• TEXT PROVIDED

****

Saturday 1 April 2017

Sign up to Signed Timeouts

I'm Julian Skidmore, the developer of the DIY 8-bit computer FIGnition. Most of my career has been spent doing embedded software, and timeouts have become a major bugbear of mine.

As I see it, the typical timeout mechanisms used on pretty much every low-end embedded system I've seen are terrible and most people probably don't even realise they are, so let's swallow the red pill and embrace a new way of doing them.

Let's start with typical timeout parameters for low-end systems.

On 8-bit and 16-bit embedded systems 16-bit jiffy clocks are often used, because we still want to economise on resources even in the 21st century. They typically have a 1KHz frequency (a millisecond timer) which means they wrap around every 64s, and this has to be carefully considered when calculating timeouts.

On ARMs and the arduino library and undoubtably many other systems, 32-bit jiffy clocks are often used which extends the range to 4096000 seconds, which is roughly 1.5 months; and so for long-running applications; wrap-around problems apply to them as well.

The Evolution Of Timeouts

Embedded programmers usually approach timeouts in a progressive way, from naive implementations to ones that make better use of system resources over time. A programmer might start off by implementing countdown timeouts in the polled part of the mainloop.

However, they then find out that the main loop isn't polled deterministically, so they move the countdowns to an interrupt routine, which does the same thing.



A timeout of this kind is a form of Signal. The timeout starts at 0, which signals to the consumer (the main loop) that a timeout has taken place (or not yet started) and to the producer (the interrupt routine), that it can't decrement it. The consumer then sets the timeout to the number of jiffy ticks desired and this signals to the consumer that it's not going to write to it until it's complete, and signals to the producer that it should decrement the countdown until it gets to 0 (so now the producer has possession of the countdown). The consumer then monitors the countdown until it reaches 0; whereupon it regains possession.

****

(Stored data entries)
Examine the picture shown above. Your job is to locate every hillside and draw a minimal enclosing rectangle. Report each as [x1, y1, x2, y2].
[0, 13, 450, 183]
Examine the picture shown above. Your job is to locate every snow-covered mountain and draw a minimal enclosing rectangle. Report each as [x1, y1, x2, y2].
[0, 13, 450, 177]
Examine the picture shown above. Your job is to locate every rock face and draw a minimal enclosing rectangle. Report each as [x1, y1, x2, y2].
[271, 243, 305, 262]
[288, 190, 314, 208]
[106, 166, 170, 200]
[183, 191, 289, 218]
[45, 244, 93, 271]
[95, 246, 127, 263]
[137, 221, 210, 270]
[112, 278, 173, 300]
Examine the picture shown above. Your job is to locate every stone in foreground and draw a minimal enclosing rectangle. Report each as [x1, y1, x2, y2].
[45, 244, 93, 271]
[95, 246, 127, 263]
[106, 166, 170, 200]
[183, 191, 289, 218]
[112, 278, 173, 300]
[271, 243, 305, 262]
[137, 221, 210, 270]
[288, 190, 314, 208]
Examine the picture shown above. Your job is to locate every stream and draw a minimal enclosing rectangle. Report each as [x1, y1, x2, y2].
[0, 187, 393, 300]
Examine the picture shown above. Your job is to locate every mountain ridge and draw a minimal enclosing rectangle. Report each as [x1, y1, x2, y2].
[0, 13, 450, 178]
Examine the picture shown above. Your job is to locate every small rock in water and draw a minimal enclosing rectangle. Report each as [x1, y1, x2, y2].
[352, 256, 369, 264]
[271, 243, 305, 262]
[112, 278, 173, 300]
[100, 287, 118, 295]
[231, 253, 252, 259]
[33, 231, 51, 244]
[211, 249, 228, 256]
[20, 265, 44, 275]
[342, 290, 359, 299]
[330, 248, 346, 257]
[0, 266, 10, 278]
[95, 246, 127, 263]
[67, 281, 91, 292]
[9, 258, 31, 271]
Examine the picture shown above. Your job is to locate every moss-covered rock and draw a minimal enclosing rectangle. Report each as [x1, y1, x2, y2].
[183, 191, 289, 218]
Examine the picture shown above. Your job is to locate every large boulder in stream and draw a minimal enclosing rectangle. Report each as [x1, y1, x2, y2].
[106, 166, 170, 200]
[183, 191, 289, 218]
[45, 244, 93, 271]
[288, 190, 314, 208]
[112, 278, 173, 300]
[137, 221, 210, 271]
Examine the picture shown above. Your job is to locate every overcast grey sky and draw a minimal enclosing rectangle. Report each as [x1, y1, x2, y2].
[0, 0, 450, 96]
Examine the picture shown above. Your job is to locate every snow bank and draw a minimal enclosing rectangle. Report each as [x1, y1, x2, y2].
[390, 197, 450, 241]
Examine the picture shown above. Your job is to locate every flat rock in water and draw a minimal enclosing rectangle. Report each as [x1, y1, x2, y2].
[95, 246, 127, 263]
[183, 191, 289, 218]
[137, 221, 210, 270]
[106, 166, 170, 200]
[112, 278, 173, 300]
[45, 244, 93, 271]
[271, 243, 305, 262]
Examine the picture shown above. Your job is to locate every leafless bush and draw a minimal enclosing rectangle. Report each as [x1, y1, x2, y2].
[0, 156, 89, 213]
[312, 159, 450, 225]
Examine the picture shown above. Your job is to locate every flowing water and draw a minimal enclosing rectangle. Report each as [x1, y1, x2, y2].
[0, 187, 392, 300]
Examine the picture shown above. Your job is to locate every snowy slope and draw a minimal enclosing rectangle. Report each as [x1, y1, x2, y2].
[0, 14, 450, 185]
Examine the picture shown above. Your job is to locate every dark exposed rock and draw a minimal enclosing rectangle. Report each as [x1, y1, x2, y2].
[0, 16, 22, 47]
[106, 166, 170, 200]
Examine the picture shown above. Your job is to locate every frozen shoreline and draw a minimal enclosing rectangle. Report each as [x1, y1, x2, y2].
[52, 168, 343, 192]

****

• GOAL
Write the next part of the blog post on embedded-system timeouts, picking up after its last paragraph.

• SOLVED EXERCISE
These forms of timeouts have two main strong points. Firstly, they're really simple to implement (just an assignment, a decrement, and a couple of if statements), and secondly, they have an indefinite polling window (the consumer can poll a 1ms countdown after an hour and it'll still report that it's complete). Unfortunately, they soak up CPU time for every countdown timer, even if the timer isn't running and they make it harder to write modular code (because you have to hardcode in the countdown to the interrupt, unless you use a data structure for your set of countdowns).

So, programmers then generally move onto timeouts based on simple comparisons. For example, they'll set the timeout expiry to the current time in milliseconds and then keep polling the milliseconds to see if it's passed the timeout:

... // The timeout is set up,

gMyTimeout=millis()+aPeriod;

... // then later in a main loop, we keep testing it:

if(millis()>=gMyTimeout) {
    // The timeout has expired.
}

The first timeout code is always constructed like this, because we see time as being linear. But of course it's buggy, because eventually millis() will get to its maximum, or near it, and when you add aPeriod, it wraps around to 0, so the first test for millis()>=gMyTimeout will think it's expired when it hasn't.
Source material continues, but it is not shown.